*DATA RECORDS*:
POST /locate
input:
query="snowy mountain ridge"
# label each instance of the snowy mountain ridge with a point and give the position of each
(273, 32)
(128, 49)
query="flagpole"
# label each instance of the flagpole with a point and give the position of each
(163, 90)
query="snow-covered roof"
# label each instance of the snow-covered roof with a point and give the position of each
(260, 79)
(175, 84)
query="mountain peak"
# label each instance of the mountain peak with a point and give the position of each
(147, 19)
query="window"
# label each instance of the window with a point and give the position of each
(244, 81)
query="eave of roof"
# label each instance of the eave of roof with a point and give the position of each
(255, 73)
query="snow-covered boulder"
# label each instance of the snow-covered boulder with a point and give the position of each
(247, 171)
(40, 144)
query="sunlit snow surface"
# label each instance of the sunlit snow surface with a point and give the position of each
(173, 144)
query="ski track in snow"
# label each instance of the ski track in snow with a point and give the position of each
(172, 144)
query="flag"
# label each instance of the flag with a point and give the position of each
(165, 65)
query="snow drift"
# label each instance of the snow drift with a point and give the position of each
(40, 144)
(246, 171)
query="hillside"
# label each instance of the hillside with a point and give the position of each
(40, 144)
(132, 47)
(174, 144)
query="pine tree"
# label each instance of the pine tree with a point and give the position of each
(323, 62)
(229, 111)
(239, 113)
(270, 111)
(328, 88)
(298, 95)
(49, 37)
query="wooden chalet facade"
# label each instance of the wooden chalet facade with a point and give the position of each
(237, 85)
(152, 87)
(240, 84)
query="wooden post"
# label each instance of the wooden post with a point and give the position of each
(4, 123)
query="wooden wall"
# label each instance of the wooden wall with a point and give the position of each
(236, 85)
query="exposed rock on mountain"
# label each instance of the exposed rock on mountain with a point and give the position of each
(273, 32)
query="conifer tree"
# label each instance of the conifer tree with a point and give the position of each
--
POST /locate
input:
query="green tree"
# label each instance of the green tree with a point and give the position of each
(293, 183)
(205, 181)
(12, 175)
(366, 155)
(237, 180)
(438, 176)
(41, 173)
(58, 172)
* * *
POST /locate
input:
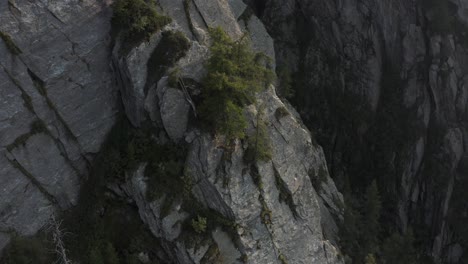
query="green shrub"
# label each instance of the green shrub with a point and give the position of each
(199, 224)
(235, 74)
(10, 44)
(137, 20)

*DIRECTIONS*:
Write out exactly the lines above between the line with "# label each instance of the flag with" and the line with "# label each instance of the conifer", inclusive, and nothing beyond them.

*EXPECTED ANSWER*:
# label each instance of the flag with a point and give the position of each
(165, 65)
query="snow drift"
# label each instance of the snow drift with a point and give the position of each
(40, 144)
(246, 171)
query="hillside"
# label each instance of the hillside with a point and give the position of each
(40, 144)
(132, 47)
(174, 144)
query="pine tree"
# label each instance of the pine tree with a point and give the position of each
(323, 62)
(229, 111)
(239, 113)
(270, 111)
(328, 88)
(298, 95)
(49, 37)
query="wooden chalet facade"
# label each instance of the wooden chalet facade with a point and give the position of each
(237, 85)
(152, 87)
(240, 84)
query="wooden post"
# label each instance of the wooden post with a point and give the position of each
(4, 123)
query="wooden wall"
# label each instance of the wooden wall with a point and give the position of each
(236, 85)
query="exposed rock on mountain"
# label each instance of the exposed rock on mountain with a point and give the position of each
(273, 32)
query="conifer tree"
# label each instance of the conifer tree with a point and give the position of each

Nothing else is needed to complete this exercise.